| DOCUMENT SEGMENT |
>>>>>
Monday, February 7, 2011

Java on GPU with Ateji PX



An explicit parallel composition operator (Ateji PX's parallel bar) is pretty useful for hybrid CPU-GPU programming.

All frameworks I know embed GPU code into some sort of method call, sometimes indirectly. In any case, you end up writing something like


blablabla(); // runs on CPU

// this code must run on the GPU
output = doSomethingOnGPU(input);

blablabla(); // runs on CPU



The bottom line is that input and output data, either implicit or explicit, are passed from CPU to GPU before running the code, and then from GPU to CPU when computation terminates. In other words, the GPU spends a lot of time idle waiting for I/O.

The key to GPU performance is to overlap data transfer and computation, so that input data is already present when a new computation starts. When coding in OpenCL or CUDA, this is done via asynchronous calls :


// start asynchronous transfer
// the method call returns immediately
cudaMemcpyAsync(handle, ...);

// perform computations that do not depend
// on the result of the transfer

// wait until the transfer is finished,
// using 'handle' as a reference to the async transfer
kernel<<<grid, block>>>(handle);

// now we're sure the transfer is complete,
// we can perform computations that do depend
// on its result


In this example, the intent is really to perform computation and communication in parallel. But since there's no notion of parallel composition in OpenCL (or C, or any mainstream language for that matter), it is not possible to express directly the intent. Instead, you have to resort to this complex and not very intuitive mechanism of asynchronous calls. This is pretty low-level and you'd be happy that the compiler transform your intent into these low-level calls. That's precisely what Ateji PX does.

So what's the intent? Expressing that CPU and GPU must execute concurrently. In Ateji PX, this is done with two parallel branches, one of them bearing the #GPU annotation. A channel is visible from both branches and will be used for communication.


Chan input = new AsyncChan();
Chan output = new AsyncChan()
[
  || // code to be run on CPU
     ...
  || (#OpenCL) // code to be run on GPU
     ...
]



Note that running code on the CPU or on the GPU is only a matter of modifying the annotations (can also be determined at run-time). No other change is the source code is required.

The GPU repeatedly waits for input data on channel c, performs computation and sends a result:


    || // code to be run on GPU
       for(;;) {
         input ? data; // receive data from CPU on the input channel
         result = computation(data);
         output ! data; // send result on the output channel 
       }




The CPU repeatedly sends input data and waits for results:


    || // code to be run on CPU
       for(;;) {
         input ! data; 
         output ? data;
         ... do something with the result ...
       }




Computation and communication overlap because the communication channels have been declared as asynchronous:


Chan input = new AsyncChan();
Chan output = new AsyncChan();



That's all!

The intent is clearly expressed in the source code : we have two parallel branches that communicate using channels, add a single annotation to state that a branch should run on GPU. No need to manage asynchronous calls, no need to use two different languages for coding an application, the Ateji PX compiler does all this for you.

Code is understandable and maintainable, and can work on multicore CPUs by simply changing the #GPU annotation. You can for instance debug the application on CPU before deploying it on GPU.



We prototyped a parallel version of the Mandelbrot set demo based on this idea, and achieved a speedup of 60x on a standard desktop PC. A pretty impressive speedup for just adding a #GPU annotation in the source code, isn't it ?
<<<<<
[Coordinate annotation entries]
>>>>>
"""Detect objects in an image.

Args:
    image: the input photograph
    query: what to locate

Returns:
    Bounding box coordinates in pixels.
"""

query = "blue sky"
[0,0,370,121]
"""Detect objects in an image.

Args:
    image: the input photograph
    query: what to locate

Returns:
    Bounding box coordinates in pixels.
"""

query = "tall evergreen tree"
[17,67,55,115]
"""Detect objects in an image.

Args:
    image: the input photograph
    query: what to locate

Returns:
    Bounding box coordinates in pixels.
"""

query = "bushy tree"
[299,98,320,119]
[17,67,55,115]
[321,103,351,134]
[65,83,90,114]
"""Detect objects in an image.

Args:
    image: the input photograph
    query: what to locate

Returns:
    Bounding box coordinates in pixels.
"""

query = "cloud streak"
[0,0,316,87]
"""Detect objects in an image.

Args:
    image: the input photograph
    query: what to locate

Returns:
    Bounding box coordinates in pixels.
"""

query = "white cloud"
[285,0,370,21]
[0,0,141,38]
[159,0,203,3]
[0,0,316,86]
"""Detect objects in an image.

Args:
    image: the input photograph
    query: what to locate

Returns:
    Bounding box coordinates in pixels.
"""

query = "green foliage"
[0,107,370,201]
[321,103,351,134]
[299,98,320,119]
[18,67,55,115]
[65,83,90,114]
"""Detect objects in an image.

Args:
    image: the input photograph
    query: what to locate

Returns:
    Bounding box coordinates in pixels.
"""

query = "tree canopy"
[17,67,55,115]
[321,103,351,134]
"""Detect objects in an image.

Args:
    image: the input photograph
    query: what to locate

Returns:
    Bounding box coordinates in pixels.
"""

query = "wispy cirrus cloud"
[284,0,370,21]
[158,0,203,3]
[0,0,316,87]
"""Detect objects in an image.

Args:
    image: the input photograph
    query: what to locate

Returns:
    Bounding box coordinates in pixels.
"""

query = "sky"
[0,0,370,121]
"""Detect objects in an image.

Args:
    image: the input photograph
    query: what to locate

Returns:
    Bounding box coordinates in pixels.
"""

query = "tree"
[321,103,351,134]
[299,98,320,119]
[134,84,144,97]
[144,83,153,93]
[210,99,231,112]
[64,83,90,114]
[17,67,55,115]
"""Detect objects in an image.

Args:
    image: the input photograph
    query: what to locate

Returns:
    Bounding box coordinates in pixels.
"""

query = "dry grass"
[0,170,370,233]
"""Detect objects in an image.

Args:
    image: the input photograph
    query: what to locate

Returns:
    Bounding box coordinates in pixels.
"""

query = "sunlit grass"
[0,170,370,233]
<<<<<
>>>>>
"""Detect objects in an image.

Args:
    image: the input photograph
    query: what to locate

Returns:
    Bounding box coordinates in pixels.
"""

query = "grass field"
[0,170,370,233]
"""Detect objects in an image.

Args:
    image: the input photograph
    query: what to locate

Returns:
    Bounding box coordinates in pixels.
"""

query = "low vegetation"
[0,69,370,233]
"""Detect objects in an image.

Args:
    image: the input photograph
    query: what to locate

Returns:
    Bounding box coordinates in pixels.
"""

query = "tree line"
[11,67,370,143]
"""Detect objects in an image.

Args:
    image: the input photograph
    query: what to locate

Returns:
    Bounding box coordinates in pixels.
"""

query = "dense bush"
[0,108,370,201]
<<<<<
| SET TASK A |
Based on the Ateji PX post, answer yes or no for each statement and quote the words that decide it: (i) the key to GPU performance is overlapping data transfer and computation; (ii) OpenCL has a notion of parallel composition; (iii) the Mandelbrot prototype achieved a speedup of 60x on a standard desktop PC.
| SET TASK B |
Duplicate a passage of the Ateji PX post, beginning at the words "That's all!" and stopping after "deploying it on GPU.".

| TASK SOLUTION A |
(i) Yes: "The key to GPU performance is to overlap data transfer and computation"
(ii) No: "there's no notion of parallel composition in OpenCL"
(iii) Yes: "achieved a speedup of 60x on a standard desktop PC"

| TASK SOLUTION B |
That's all!

The intent is clearly expressed in the source code : we have two parallel branches that communicate using channels, add a single annotation to state that a branch should run on GPU. No need to manage asynchronous calls, no need to use two different languages for coding an application, the Ateji PX compiler does all this for you.

Code is understandable and maintainable, and can work on multicore CPUs by simply changing the #GPU annotation. You can for instance debug the application on CPU before deploying it on GPU.